▸ **EXCERPTED DATA**:
○ ○ ○ ○
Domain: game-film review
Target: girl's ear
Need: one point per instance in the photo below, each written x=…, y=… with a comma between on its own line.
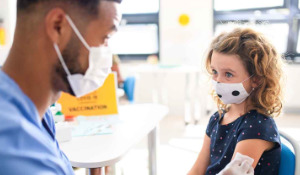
x=255, y=81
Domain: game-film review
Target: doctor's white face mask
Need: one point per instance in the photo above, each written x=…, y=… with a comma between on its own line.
x=231, y=93
x=100, y=63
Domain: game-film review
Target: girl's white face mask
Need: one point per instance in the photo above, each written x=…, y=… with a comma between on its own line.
x=100, y=63
x=231, y=93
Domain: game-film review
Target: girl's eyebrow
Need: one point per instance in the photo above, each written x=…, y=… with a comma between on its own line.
x=230, y=70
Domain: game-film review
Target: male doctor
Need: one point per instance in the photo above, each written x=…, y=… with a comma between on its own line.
x=59, y=45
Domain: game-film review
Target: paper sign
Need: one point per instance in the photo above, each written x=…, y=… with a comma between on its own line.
x=100, y=102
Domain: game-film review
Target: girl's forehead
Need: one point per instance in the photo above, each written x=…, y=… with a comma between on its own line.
x=226, y=61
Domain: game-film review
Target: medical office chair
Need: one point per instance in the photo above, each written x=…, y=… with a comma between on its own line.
x=290, y=159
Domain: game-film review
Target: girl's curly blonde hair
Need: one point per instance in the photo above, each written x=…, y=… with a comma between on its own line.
x=261, y=60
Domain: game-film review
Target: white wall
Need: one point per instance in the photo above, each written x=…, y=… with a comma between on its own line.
x=185, y=44
x=8, y=14
x=291, y=88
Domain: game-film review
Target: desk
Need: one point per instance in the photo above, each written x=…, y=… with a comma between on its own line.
x=137, y=121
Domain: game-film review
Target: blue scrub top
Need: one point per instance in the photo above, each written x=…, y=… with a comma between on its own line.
x=27, y=143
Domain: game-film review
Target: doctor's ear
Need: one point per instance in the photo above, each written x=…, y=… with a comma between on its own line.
x=57, y=27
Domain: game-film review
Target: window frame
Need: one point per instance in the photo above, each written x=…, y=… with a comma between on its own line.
x=142, y=18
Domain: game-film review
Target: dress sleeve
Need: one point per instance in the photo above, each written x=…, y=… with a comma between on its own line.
x=258, y=126
x=212, y=123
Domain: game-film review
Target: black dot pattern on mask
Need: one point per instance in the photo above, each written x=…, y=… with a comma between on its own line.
x=235, y=93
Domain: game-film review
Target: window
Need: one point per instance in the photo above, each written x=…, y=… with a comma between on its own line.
x=140, y=6
x=277, y=33
x=138, y=36
x=279, y=20
x=228, y=5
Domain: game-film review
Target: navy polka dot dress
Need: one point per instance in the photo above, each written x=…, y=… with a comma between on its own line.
x=249, y=126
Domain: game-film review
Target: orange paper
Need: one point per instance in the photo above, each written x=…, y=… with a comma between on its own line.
x=100, y=102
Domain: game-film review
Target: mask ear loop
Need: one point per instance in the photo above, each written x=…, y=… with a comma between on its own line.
x=73, y=26
x=248, y=78
x=61, y=59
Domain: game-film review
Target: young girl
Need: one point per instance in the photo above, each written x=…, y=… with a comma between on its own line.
x=246, y=75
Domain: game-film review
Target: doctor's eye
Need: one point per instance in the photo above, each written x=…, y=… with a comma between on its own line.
x=228, y=75
x=214, y=72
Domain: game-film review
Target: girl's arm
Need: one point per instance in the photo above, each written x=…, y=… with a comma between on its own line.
x=203, y=159
x=253, y=148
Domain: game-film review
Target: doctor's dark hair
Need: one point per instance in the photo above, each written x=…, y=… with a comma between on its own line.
x=261, y=60
x=90, y=6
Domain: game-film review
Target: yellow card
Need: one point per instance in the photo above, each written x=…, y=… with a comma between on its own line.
x=100, y=102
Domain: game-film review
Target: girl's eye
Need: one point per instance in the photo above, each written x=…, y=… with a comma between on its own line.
x=228, y=75
x=214, y=72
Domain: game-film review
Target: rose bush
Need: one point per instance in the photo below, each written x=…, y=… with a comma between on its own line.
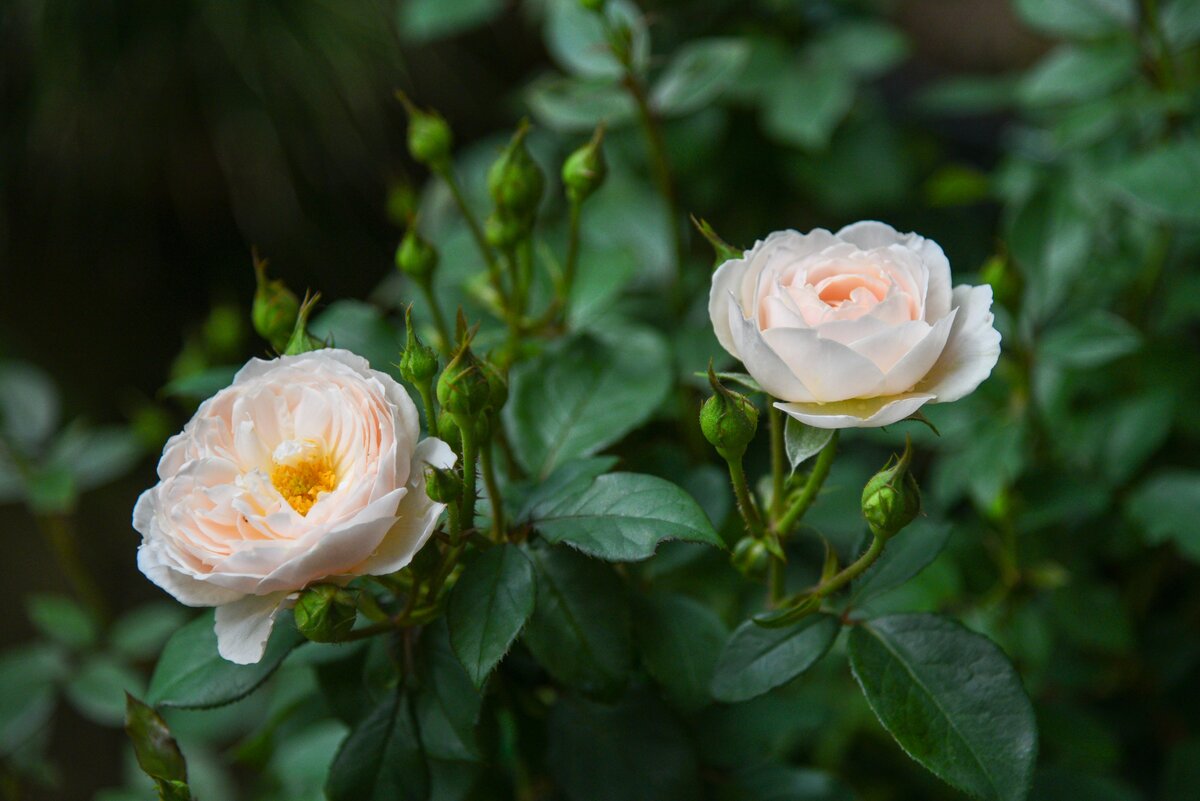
x=306, y=468
x=853, y=330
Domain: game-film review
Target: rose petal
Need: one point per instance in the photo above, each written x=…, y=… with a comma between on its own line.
x=244, y=626
x=869, y=413
x=972, y=348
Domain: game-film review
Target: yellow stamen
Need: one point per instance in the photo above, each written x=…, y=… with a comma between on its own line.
x=301, y=481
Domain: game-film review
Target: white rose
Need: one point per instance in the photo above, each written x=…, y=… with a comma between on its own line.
x=306, y=468
x=853, y=330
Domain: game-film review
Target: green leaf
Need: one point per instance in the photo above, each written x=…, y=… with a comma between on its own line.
x=808, y=104
x=1162, y=181
x=203, y=385
x=192, y=675
x=802, y=441
x=361, y=329
x=583, y=396
x=142, y=632
x=487, y=608
x=580, y=630
x=421, y=20
x=679, y=640
x=697, y=74
x=633, y=751
x=1078, y=18
x=381, y=759
x=29, y=404
x=623, y=517
x=757, y=660
x=63, y=620
x=1074, y=73
x=952, y=700
x=1167, y=506
x=448, y=704
x=906, y=554
x=156, y=750
x=1091, y=341
x=97, y=691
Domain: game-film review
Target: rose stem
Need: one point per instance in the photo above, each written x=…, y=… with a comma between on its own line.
x=493, y=269
x=777, y=458
x=820, y=473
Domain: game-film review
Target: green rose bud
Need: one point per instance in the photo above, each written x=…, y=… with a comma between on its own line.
x=751, y=558
x=443, y=486
x=892, y=498
x=430, y=140
x=585, y=170
x=275, y=309
x=418, y=361
x=515, y=181
x=729, y=420
x=463, y=387
x=325, y=613
x=415, y=257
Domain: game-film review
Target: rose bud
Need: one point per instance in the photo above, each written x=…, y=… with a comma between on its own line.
x=463, y=389
x=585, y=170
x=415, y=257
x=750, y=558
x=853, y=330
x=892, y=498
x=729, y=420
x=443, y=486
x=325, y=613
x=418, y=361
x=275, y=309
x=515, y=181
x=430, y=140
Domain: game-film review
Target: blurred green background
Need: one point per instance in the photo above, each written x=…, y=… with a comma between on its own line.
x=1049, y=145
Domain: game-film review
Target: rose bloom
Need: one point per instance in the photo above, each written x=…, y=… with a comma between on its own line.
x=305, y=469
x=853, y=330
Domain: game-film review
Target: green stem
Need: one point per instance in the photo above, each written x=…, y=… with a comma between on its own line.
x=853, y=571
x=493, y=489
x=745, y=501
x=777, y=458
x=809, y=494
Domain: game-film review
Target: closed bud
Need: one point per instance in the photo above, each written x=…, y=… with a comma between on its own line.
x=418, y=362
x=442, y=486
x=751, y=558
x=430, y=140
x=892, y=498
x=301, y=342
x=463, y=387
x=417, y=258
x=585, y=170
x=729, y=420
x=515, y=181
x=325, y=613
x=275, y=309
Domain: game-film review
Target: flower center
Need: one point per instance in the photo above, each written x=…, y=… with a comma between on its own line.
x=301, y=471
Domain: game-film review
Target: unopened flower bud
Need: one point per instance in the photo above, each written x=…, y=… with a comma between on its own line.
x=325, y=613
x=892, y=498
x=751, y=558
x=430, y=140
x=275, y=309
x=515, y=181
x=463, y=387
x=729, y=420
x=418, y=361
x=585, y=170
x=415, y=257
x=442, y=486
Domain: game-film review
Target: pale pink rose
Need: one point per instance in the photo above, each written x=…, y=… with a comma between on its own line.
x=853, y=330
x=306, y=468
○ ○ ○ ○
▸ **TASK GOAL**: Output all of the records exactly as they appear above, but not the pictures.

▸ **THE RESPONSE**:
Domain: game-film review
Target: girl's ear
Need: one point per instance in the photo below, each written x=…, y=… with a comma between on its own line.
x=255, y=81
Domain: game-film review
Target: doctor's white face mask
Need: one point per instance in the photo above, each written x=…, y=… with a comma between on its own line.
x=231, y=93
x=100, y=63
Domain: game-film review
Target: girl's white face mask
Need: one point per instance in the photo above, each written x=…, y=… with a comma between on its own line.
x=100, y=63
x=231, y=93
Domain: game-film review
Target: girl's eyebrow
Need: one point per instance in the photo above, each written x=…, y=… with a comma between on its own line.
x=230, y=70
Domain: game-film review
Target: male doctor
Need: one point per instance in the photo above, each written x=…, y=… with a comma between on its own line.
x=59, y=45
Domain: game-film review
Target: paper sign
Need: one point per instance in the photo above, each written x=…, y=… with a comma between on its own line.
x=100, y=102
Domain: game-film review
Target: girl's forehead
Need: one point per instance in the photo above, each written x=…, y=… with a comma between on its own line.
x=226, y=61
Domain: game-film review
Target: medical office chair
Need: one point per instance in the photo above, each written x=…, y=… with a comma between on its own line.
x=290, y=159
Domain: game-film review
Target: girl's curly blonde hair
Need: one point per instance in the photo above, each written x=…, y=… with a comma between on its own line.
x=261, y=60
Domain: game-film review
Target: white wall
Need: one point per instance in the photo above, each written x=…, y=… with a comma between on its own line.
x=185, y=44
x=8, y=14
x=291, y=88
Domain: game-film review
Target: desk
Need: one point per instance in the photo above, each written x=…, y=… with a comma between on its own line.
x=137, y=121
Domain: game-film review
Target: blue scrub top
Need: one point per instance in the photo above, each written x=…, y=… with a comma between on its own line.
x=27, y=143
Domain: game-film review
Target: doctor's ear
Need: one point per instance in the photo above, each written x=…, y=… with a comma between on its own line.
x=57, y=27
Domain: game-film review
Target: window frame
Need: one point per instance in the photo above, each written x=…, y=… with a comma between on its own line.
x=142, y=18
Domain: game-film review
Target: dress sleeve
Need: one point per instance in the photo above, each written x=…, y=… with a comma between on its own line.
x=258, y=126
x=212, y=123
Domain: game-film review
Target: black dot pattern on mask
Need: one point per instance in the photo above, each written x=…, y=… with a comma between on its own line.
x=235, y=93
Domain: game-film review
Target: window
Need: one point per instance in the photo above, each written x=…, y=… with a comma between on its own line.
x=140, y=6
x=277, y=33
x=138, y=36
x=279, y=20
x=228, y=5
Domain: game-film review
Target: navy polka dot dress
Need: one point per instance in the photo above, each written x=…, y=… with a comma between on its own line.
x=249, y=126
Domain: game-film review
Target: orange paper
Need: one point per instance in the photo above, each written x=…, y=… with a comma between on its own line.
x=100, y=102
Domain: game-film review
Target: mask ear loop
Need: one point per instance in the photo above, each written x=…, y=… with a comma between on its own line.
x=73, y=26
x=248, y=78
x=61, y=59
Domain: game-film review
Target: young girl
Need: one point per instance in the photo above, each written x=…, y=… with a comma between on its own line.
x=246, y=75
Domain: game-film review
Target: doctor's eye
Need: one point per instance in the photo above, each written x=…, y=… with a comma between on its own line.
x=228, y=75
x=214, y=72
Domain: game-film review
Target: girl's arm
Need: one point per instance in the photo above, each written x=…, y=… with a comma between on its own line.
x=203, y=159
x=253, y=148
Domain: game-film review
Target: doctor's dark hair
Need: one point per instance in the photo above, each written x=…, y=… with a comma between on its own line.
x=261, y=60
x=90, y=6
Domain: game-film review
Target: yellow card
Need: one point per instance in the photo above, each written x=…, y=… with a comma between on its own line.
x=100, y=102
Domain: game-film review
Target: girl's eye
Need: one point per instance in the photo above, each written x=…, y=… with a comma between on its own line.
x=228, y=75
x=214, y=72
Domain: game-film review
Target: rose bush
Need: one point per instance in the photo below, each written x=…, y=… with a comma between on its own line.
x=306, y=468
x=853, y=330
Domain: game-film review
Target: rose petal
Need: one point per instance in the photo above, each written x=…, y=… with a comma between on its own line.
x=244, y=626
x=869, y=413
x=972, y=348
Domain: game-film review
Target: yellow stamen
Need: one point per instance in the photo above, each written x=…, y=… with a comma between on its own line.
x=301, y=481
Domain: game-film review
Target: white rose
Need: one point per instance in the photo above, each written x=…, y=… with a comma between on its own line.
x=306, y=468
x=853, y=330
Domain: game-film review
Target: green leaf
Need: one point per instance in the photo above, each written x=…, y=… with a comma between on its own line.
x=808, y=104
x=1162, y=181
x=203, y=385
x=192, y=675
x=802, y=441
x=361, y=329
x=583, y=396
x=142, y=632
x=487, y=608
x=580, y=630
x=421, y=20
x=679, y=640
x=697, y=74
x=633, y=751
x=1078, y=18
x=381, y=759
x=29, y=404
x=623, y=517
x=757, y=660
x=63, y=620
x=1074, y=73
x=952, y=700
x=1167, y=506
x=448, y=704
x=906, y=554
x=156, y=750
x=1091, y=341
x=97, y=691
Domain: game-film review
Target: rose stem
Need: one point per instance in the photo above, each written x=…, y=… with a comma between on its own line.
x=493, y=269
x=777, y=458
x=820, y=473
Domain: game-film review
Target: green rose bud
Need: one point per instance in the photo above, each written x=…, y=… with a comma between on its own line.
x=751, y=558
x=443, y=486
x=892, y=498
x=430, y=140
x=585, y=170
x=275, y=309
x=418, y=361
x=515, y=181
x=729, y=420
x=463, y=387
x=325, y=613
x=415, y=257
Domain: game-film review
Target: rose bud
Need: one point per instance in the photo above, each written x=…, y=… with a comma between on its own line.
x=463, y=389
x=585, y=170
x=415, y=257
x=750, y=558
x=853, y=330
x=892, y=498
x=729, y=420
x=443, y=486
x=325, y=613
x=418, y=361
x=275, y=309
x=515, y=181
x=430, y=140
Domain: game-film review
Target: blurred green background
Need: one point per instance in the photo above, each written x=…, y=… with a comma between on its own line.
x=1049, y=145
Domain: game-film review
Target: rose bloom
Need: one point per instance in the photo above, each written x=…, y=… with a comma between on its own line.
x=305, y=469
x=853, y=330
Domain: game-film review
Target: green stem
Need: one point per instance in the photo above, each written x=…, y=… with a comma between on its own line.
x=853, y=571
x=493, y=489
x=745, y=501
x=777, y=458
x=809, y=494
Domain: game-film review
Target: closed bud
Need: one point per instance in the photo above, each written x=…, y=… with a comma between on its own line.
x=418, y=362
x=442, y=486
x=751, y=558
x=430, y=140
x=892, y=498
x=301, y=342
x=463, y=387
x=417, y=258
x=585, y=170
x=729, y=420
x=515, y=181
x=325, y=613
x=275, y=309
Domain: game-film review
Target: flower center
Need: one point per instance in the photo above, each written x=…, y=… with a comma between on its own line.
x=301, y=471
Domain: game-film review
Target: unopened flower bud
Need: one point per instance in the photo above, each written x=…, y=… with a comma between on its own line.
x=325, y=613
x=892, y=498
x=751, y=558
x=430, y=140
x=275, y=309
x=515, y=181
x=463, y=387
x=729, y=420
x=418, y=361
x=585, y=170
x=415, y=257
x=442, y=486
Domain: game-film review
Target: pale pink rose
Need: one point per instance in the photo above, each written x=…, y=… with a comma between on its own line.
x=853, y=330
x=306, y=468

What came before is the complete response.